**EXERCISE PASSAGE**
⁂

The Recorder

A twist in the Sheldon Silver saga

It is essential to note first what a federal appeals court in Manhattan did not do on Thursday when it overturned the 2015 corruption conviction of Sheldon Silver, one of New York State’s most powerful politicians for more than 20 years. The judges did not find Mr. Silver to be a blameless man who’d been wronged. On the contrary, they flatly rejected his arguments — “none of which have merit” — that there wasn’t sufficient evidence to find him guilty of taking nearly $4 million in illicit payments from people whom he helped in his capacity as State Assembly speaker.

Nonetheless, the court tossed out the conviction because a United States Supreme Court ruling last year narrowed the definition of what types of official misconduct could sustain a corruption prosecution.

Simply arranging a meeting or hosting an event is not enough, the justices ruled; an official must make, or agree to make, a decision, or pressure another official to do so, implicitly or explicitly — and with the expectation of something of value in return. In light of that ruling, which had vacated the corruption conviction of former Gov. Bob McDonnell of Virginia, the court in New York concluded that the trial judge in the Silver case had given the jury improperly broad instructions.

⁂

**Dataset entries**
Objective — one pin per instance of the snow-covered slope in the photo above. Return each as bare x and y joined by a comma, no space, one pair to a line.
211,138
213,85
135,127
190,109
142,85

⁂

Reproduce the entire text on the Sheldon Silver conviction word for word.

**WRITTEN RESPONSE**
The Recorder

A twist in the Sheldon Silver saga

It is essential to note first what a federal appeals court in Manhattan did not do on Thursday when it overturned the 2015 corruption conviction of Sheldon Silver, one of New York State’s most powerful politicians for more than 20 years. The judges did not find Mr. Silver to be a blameless man who’d been wronged. On the contrary, they flatly rejected his arguments — “none of which have merit” — that there wasn’t sufficient evidence to find him guilty of taking nearly $4 million in illicit payments from people whom he helped in his capacity as State Assembly speaker.

Nonetheless, the court tossed out the conviction because a United States Supreme Court ruling last year narrowed the definition of what types of official misconduct could sustain a corruption prosecution.

Simply arranging a meeting or hosting an event is not enough, the justices ruled; an official must make, or agree to make, a decision, or pressure another official to do so, implicitly or explicitly — and with the expectation of something of value in return. In light of that ruling, which had vacated the corruption conviction of former Gov. Bob McDonnell of Virginia, the court in New York concluded that the trial judge in the Silver case had given the jury improperly broad instructions.